Nice looking bodies. How come so many Teles? Also what about the necks? Do you make them yourself? Just full of questions aren't I. I certainly look forward to seeing the finished guitars. Keep us updated.


----------



## shoretyus (Jan 6, 2007)

Tee hee he is waiting for me to make walnut necks !!!

Hey just how long does it take to bind one of them things?


----------



## martyb1 (Aug 5, 2007)

Lowtones said:


> Nice looking bodies. How come so many Teles? Also what about the necks? Do you make them yourself? Just full of questions aren't I. I certainly look forward to seeing the finished guitars. Keep us updated.


Bodies are all built from scratch
Here is what the cedar one started as









As for necks I have this one for the birdseye one










Might have to tint it a bit
I have this neck I think I will use on the red one.IT is off a mid 80's Contemporary tele


----------



## martyb1 (Aug 5, 2007)

shoretyus said:


> Tee hee he is waiting for me to make walnut necks !!!
> 
> Hey just how long does it take to bind one of them things?


Are you the guy I got the neck from on ebay?I just received it today.It looks great.

Yes I need a walnut neck:smilie_flagge17:

As for binding,doing reg double binding goes pretty quick now.I have done enough of them.I would say in 2 hours I can have the routes cut and the binding installed.
The laminated ones take quite a bit longer


----------



## shoretyus (Jan 6, 2007)

I am the guy that emailed about trying to get one made. I think that I am going to attempt it. When you are talking four guitars at $150 and up making them is looking attractive. I have quartersawn walnut roughed out. 

Sure are a lot of tricks to learn. This is my first build so it's a bit of a challenge. I glued those tops on and routed them flush. That Cocobolo is brittle. I lost a chunk on the top bout of one. It took a a piece of walnut with it  The tops are really hard too. Time to hone the cabinet scrapers real sharp. 
Probably have to radius the edge by hand to. 

I will post some pics up tomorrow. I am working on some cabinets at the same time and hope to have them ready to spray at the same time. I also have a spalted tele body dropped of by a forum member to fit in there as well. lofu


----------



## shoretyus (Jan 6, 2007)
+--
▸ THINGS TO DO:
- A) Answer these questions about the guitar-building thread, one line each:
(i) How long does martyb1 say it takes to cut the routes and install regular double binding?
(ii) Which wood does shoretyus call brittle?
(iii) What guitar did the neck martyb1 plans to use on the red one come from?
- B) Pick up the guitar-building thread after its last line and write what comes next.
The rows after this point are separate material, not part of the guitar-building thread.

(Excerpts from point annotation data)
+--
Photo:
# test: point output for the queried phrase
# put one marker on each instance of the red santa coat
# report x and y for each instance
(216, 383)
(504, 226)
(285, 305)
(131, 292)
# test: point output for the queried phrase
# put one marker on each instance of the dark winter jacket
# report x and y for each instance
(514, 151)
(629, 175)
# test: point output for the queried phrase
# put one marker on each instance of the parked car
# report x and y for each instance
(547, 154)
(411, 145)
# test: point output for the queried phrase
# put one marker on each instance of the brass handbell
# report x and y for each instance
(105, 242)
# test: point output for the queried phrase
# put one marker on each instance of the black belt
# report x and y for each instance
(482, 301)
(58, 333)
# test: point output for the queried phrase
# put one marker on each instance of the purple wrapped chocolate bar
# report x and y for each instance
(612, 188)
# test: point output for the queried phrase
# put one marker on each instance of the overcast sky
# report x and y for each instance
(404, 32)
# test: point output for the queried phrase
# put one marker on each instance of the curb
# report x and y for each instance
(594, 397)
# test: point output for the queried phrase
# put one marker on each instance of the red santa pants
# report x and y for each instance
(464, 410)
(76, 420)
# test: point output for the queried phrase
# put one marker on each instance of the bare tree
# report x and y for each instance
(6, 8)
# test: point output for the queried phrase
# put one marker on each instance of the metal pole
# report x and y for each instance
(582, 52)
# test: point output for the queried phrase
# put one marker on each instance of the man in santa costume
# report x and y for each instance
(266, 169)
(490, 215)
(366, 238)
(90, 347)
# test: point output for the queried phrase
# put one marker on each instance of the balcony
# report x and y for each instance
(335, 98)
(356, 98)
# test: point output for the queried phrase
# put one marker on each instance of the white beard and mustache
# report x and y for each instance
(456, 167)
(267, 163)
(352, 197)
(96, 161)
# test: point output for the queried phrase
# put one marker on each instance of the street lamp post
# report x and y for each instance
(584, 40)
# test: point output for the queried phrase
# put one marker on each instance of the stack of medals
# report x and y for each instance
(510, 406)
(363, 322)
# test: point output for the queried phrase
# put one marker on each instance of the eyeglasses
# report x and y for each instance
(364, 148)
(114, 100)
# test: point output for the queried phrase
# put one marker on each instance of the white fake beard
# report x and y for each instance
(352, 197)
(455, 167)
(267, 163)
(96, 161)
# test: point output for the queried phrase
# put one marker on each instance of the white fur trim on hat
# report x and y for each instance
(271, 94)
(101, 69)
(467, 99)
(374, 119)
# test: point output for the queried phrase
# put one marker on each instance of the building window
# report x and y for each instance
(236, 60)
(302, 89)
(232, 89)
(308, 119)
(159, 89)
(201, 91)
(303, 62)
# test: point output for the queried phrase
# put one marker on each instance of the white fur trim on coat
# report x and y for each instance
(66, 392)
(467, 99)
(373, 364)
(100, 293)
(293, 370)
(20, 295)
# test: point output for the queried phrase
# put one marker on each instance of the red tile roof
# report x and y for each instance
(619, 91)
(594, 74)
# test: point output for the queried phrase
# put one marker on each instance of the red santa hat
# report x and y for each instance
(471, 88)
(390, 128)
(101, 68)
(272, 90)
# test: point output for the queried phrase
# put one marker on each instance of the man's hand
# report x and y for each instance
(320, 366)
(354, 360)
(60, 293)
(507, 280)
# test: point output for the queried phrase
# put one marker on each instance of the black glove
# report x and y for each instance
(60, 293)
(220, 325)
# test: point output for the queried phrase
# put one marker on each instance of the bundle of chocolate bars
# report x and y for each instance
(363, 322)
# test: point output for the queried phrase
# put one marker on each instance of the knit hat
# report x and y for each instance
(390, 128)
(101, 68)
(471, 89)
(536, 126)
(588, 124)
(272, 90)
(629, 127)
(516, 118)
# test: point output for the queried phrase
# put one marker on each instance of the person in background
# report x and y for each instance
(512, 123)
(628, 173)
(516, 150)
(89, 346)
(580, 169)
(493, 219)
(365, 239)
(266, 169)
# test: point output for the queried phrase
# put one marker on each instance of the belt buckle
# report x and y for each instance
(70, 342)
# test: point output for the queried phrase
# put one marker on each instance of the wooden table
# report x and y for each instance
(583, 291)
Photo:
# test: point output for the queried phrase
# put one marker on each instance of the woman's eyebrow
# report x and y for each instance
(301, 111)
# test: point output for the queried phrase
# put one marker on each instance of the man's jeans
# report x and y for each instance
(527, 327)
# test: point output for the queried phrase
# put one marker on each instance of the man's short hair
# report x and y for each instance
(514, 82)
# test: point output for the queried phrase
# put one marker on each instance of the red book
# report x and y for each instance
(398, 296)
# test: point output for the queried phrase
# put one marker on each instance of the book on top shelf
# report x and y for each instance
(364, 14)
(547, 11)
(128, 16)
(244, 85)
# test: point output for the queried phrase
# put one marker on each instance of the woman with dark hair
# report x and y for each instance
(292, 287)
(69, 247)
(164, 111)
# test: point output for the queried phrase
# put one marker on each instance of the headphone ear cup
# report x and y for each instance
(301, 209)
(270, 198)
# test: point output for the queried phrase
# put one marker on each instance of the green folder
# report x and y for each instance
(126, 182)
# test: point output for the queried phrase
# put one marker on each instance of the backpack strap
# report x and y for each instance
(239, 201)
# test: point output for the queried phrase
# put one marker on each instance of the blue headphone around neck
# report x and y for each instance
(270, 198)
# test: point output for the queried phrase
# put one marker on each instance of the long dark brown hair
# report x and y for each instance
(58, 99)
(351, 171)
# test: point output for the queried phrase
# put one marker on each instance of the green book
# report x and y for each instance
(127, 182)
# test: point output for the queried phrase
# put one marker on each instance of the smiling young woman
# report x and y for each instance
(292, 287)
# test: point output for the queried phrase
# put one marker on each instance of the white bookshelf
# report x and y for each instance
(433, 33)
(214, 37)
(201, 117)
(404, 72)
+--
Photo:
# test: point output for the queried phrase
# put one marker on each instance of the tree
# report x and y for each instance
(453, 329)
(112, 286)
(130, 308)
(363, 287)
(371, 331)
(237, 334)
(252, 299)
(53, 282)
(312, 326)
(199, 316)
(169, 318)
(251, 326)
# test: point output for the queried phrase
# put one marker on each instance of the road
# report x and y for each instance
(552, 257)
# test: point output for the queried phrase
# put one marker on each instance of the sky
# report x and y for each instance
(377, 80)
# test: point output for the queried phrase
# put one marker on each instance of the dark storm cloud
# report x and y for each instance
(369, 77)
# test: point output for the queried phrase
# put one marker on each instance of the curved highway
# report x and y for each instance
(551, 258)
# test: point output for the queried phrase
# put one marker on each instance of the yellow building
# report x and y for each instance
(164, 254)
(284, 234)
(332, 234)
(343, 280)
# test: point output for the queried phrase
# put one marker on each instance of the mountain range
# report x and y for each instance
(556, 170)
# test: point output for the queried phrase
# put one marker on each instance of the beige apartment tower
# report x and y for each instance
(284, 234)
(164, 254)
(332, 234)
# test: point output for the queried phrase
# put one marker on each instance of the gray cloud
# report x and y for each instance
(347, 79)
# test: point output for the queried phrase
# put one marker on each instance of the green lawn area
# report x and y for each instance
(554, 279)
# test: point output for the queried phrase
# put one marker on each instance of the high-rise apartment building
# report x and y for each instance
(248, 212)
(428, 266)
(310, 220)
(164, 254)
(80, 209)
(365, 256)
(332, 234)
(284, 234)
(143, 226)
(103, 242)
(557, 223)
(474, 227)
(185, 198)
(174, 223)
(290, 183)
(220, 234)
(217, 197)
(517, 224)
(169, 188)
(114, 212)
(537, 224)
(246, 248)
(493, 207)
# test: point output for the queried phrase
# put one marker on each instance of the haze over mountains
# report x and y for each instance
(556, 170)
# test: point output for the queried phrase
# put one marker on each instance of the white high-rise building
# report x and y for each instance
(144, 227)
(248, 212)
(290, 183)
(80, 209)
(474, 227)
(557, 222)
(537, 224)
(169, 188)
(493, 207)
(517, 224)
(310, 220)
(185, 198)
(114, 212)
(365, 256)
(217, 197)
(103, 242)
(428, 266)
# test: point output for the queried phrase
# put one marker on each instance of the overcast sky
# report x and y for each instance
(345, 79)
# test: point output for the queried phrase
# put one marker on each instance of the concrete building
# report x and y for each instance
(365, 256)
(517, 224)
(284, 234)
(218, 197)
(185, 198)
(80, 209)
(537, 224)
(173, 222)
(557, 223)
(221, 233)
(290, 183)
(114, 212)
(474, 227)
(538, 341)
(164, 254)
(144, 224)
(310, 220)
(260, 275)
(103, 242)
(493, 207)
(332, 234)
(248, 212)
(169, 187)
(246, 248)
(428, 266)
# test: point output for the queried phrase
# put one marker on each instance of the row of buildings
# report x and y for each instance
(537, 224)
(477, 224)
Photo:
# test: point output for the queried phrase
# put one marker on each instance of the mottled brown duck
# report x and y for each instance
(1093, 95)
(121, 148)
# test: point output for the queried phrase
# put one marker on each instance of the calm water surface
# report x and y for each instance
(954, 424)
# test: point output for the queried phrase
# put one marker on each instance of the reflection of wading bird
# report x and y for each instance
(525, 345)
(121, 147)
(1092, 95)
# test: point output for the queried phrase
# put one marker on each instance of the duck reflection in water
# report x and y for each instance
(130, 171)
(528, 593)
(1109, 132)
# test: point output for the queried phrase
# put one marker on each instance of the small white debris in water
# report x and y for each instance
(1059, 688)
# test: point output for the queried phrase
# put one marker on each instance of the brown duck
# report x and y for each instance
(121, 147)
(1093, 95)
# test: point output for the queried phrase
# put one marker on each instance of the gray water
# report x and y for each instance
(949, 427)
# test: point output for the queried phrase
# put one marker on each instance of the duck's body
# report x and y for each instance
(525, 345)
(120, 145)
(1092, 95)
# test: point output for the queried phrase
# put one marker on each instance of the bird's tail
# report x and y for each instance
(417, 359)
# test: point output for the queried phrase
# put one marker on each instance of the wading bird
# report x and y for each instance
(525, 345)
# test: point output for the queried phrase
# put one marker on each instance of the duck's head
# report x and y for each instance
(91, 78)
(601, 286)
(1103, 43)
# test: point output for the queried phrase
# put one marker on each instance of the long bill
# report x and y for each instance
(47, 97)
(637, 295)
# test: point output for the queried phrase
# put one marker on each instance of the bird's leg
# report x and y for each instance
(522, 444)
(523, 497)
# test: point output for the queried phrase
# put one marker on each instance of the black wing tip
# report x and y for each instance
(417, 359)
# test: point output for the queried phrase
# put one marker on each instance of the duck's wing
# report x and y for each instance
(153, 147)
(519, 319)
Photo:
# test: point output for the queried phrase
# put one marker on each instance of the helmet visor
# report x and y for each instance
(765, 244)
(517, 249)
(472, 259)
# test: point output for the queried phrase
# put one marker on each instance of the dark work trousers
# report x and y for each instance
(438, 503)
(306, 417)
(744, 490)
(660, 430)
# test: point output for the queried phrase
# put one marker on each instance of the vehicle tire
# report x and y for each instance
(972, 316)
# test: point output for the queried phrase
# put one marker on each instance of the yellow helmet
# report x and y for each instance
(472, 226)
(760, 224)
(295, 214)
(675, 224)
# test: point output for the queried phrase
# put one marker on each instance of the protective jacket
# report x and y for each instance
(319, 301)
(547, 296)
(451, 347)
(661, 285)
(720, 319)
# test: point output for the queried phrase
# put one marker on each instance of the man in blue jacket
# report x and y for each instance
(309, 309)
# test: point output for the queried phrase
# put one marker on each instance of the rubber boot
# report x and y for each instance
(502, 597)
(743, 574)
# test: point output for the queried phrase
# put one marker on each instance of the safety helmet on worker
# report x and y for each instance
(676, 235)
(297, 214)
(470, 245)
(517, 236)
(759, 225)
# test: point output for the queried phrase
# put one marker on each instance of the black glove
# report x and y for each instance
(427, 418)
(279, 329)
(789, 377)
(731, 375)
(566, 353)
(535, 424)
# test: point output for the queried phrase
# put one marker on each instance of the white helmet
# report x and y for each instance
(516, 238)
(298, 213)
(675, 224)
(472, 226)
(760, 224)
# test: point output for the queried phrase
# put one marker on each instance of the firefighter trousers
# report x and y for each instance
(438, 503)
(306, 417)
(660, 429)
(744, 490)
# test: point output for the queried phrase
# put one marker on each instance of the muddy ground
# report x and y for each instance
+--
▸ ANSWERS TO THE EXERCISES:
- A)
(i) About 2 hours.
(ii) Cocobolo.
(iii) A mid-'80s Contemporary Tele.

- B)
yucch this sucks ....


----------



## martyb1 (Aug 5, 2007)

I had a tearout on my walnut one.Next one I will cut as close as I can with the bandsaw and sand,rasp etc the top into final shape.
We all have to learn by our mistakes,thats what makes it so fun:smile:


----------



## shoretyus (Jan 6, 2007)

martyb1 said:


> I had a tearout on my walnut one.Next one I will cut as close as I can with the bandsaw and sand,rasp etc the top into final shape.
> We all have to learn by our mistakes,thats what makes it so fun:smile:


HA the sander didn't touch the cocobolo... that's why I went back to the shaper .... heading out to the shop now guess what I will be doing ...


----------



## shoretyus (Jan 6, 2007)

Marty you see this guys stuff? 

http://cgi.ebay.ca/ws/eBayISAPI.dll...go=DR&its=S%2BI%2BSS&itu=ISS%2BUCI%2BSI&otn=3


----------



## martyb1 (Aug 5, 2007)

shoretyus said:


> Marty you see this guys stuff?
> 
> http://cgi.ebay.ca/ws/eBayISAPI.dll...go=DR&its=S%2BI%2BSS&itu=ISS%2BUCI%2BSI&otn=3


Hey they look pretty good.Can't say I really like the truss rod cover but other than that:smile:


----------



## shoretyus (Jan 6, 2007)

martyb1 said:


> Hey they look pretty good.Can't say I really like the truss rod cover but other than that:smile:


 Yeah he's had a few on. They all have have sold for under $100. Not sure about his truss rod is. Not that a truss rod would be hared to make.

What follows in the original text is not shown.